──────── Material for this exercise ────────

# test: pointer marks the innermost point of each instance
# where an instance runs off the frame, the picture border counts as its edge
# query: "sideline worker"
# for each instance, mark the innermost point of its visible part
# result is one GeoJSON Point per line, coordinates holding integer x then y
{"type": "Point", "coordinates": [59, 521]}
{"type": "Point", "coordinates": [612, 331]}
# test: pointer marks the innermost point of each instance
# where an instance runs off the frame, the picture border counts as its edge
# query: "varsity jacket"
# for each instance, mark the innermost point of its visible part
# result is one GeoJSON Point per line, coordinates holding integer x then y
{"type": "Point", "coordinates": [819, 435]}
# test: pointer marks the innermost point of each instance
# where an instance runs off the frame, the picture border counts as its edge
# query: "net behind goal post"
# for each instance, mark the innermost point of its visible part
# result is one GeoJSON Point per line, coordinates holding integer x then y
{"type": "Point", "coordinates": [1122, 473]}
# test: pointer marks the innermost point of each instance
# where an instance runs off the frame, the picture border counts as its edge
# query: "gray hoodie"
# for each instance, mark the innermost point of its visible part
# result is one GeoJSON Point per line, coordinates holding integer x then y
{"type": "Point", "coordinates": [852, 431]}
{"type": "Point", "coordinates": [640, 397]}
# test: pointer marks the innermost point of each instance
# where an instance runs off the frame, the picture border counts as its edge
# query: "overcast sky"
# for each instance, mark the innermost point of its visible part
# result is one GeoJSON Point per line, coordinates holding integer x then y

────────

Write out the records in full, exactly as they appear above.

# test: pointer marks the innermost point of each instance
# where an instance runs off the frame, the picture border counts as its edge
# query: "sideline worker"
# for each instance, mark the innermost point of its visible part
# result is one GeoJSON Point per line, coordinates holding integer x then y
{"type": "Point", "coordinates": [59, 521]}
{"type": "Point", "coordinates": [612, 331]}
# test: pointer marks the innermost point of each instance
# where an instance runs off the frame, the picture border counts as its edge
# query: "varsity jacket"
# for each instance, mark the innermost point of its visible part
# result is one GeoJSON Point per line, coordinates holding integer x then y
{"type": "Point", "coordinates": [819, 435]}
# test: pointer marks the innermost point of each instance
# where an instance runs off the frame, the picture border counts as its edge
# query: "net behind goal post"
# for each instance, mark the innermost point of its visible part
# result is one GeoJSON Point per line, coordinates holding integer x then y
{"type": "Point", "coordinates": [1122, 473]}
# test: pointer marks the innermost point of each instance
# where an instance runs off the frame, the picture border counts as its edge
# query: "gray hoodie"
# for each instance, mark the innermost point of its visible part
# result is one GeoJSON Point per line, coordinates holding integer x then y
{"type": "Point", "coordinates": [852, 431]}
{"type": "Point", "coordinates": [640, 397]}
# test: pointer marks the innermost point of each instance
# where an instance runs off the frame, the picture border counts as its edge
# query: "overcast sky"
# for each instance, mark the innermost point of its visible part
# result is one GeoJSON Point per line, coordinates holding integer x then y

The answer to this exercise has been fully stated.